TEXT SHOWN |
↓↓↓
Connecting a digital optical cable from your TV to your receiver is only necessary if you have a Smart TV with apps that you would like to make use of. Your TV will need a way to get that audio to the receiver to be heard through the speakers connected to it. If you do not have a Smart TV, or do not plan on using your Smart TV's apps in favor of another device, this cable is unnecessary.

8 Coax Connections

  1. Connect the coax cable from your premium television provider to your cable or satellite decoder.
    The back of a cable modem
  2. If you're using one, connect the coax cable from your outdoor antenna to the back of your TV (for over-the-air TV signal).
    The coax connector
  3. If you're using one, connect the coax cable from your outdoor antenna to your receiver for FM radio signals.
    The back of an onkyo receiver with the coax cable connection highlighted
  4. If you're using one, connect the simple 2-wire lead for your AM antenna to your receiver for AM radio signals.
    The onkyo receiver with the AM radio connector shown

9 Network Connection

  1. If you intend to use a hard-wired Ethernet connection for your TX-NR575, connect one end of the Ethernet cable to the port on the rear of your receiver, then the other end to your home's router.
↑↑↑
DATA |
↓↓↓
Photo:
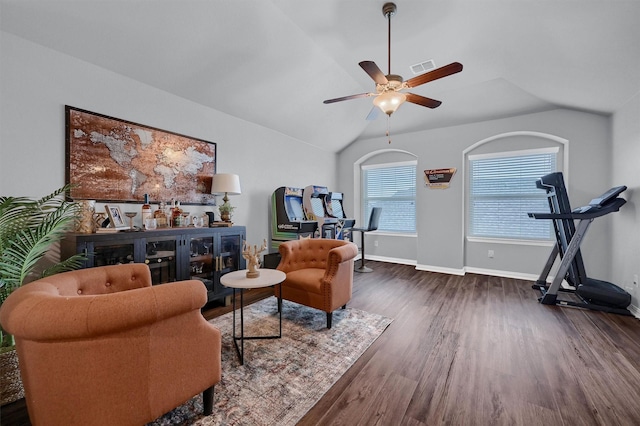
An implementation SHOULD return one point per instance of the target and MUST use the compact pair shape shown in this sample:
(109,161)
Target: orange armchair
↑↑↑
GOALS |
1. Reproduce the portion of the hookup guide starting with "The back of an" and going on through "your home's router.".
2. According to the hookup guide, under what condition is a digital optical cable from the TV to the receiver necessary?

RESULTS FOR EACH TASK |
1.
The back of an onkyo receiver with the coax cable connection highlighted
  4. If you're using one, connect the simple 2-wire lead for your AM antenna to your receiver for AM radio signals.
    The onkyo receiver with the AM radio connector shown

9 Network Connection

  1. If you intend to use a hard-wired Ethernet connection for your TX-NR575, connect one end of the Ethernet cable to the port on the rear of your receiver, then the other end to your home's router.

2. Only if you have a Smart TV with apps that you would like to use.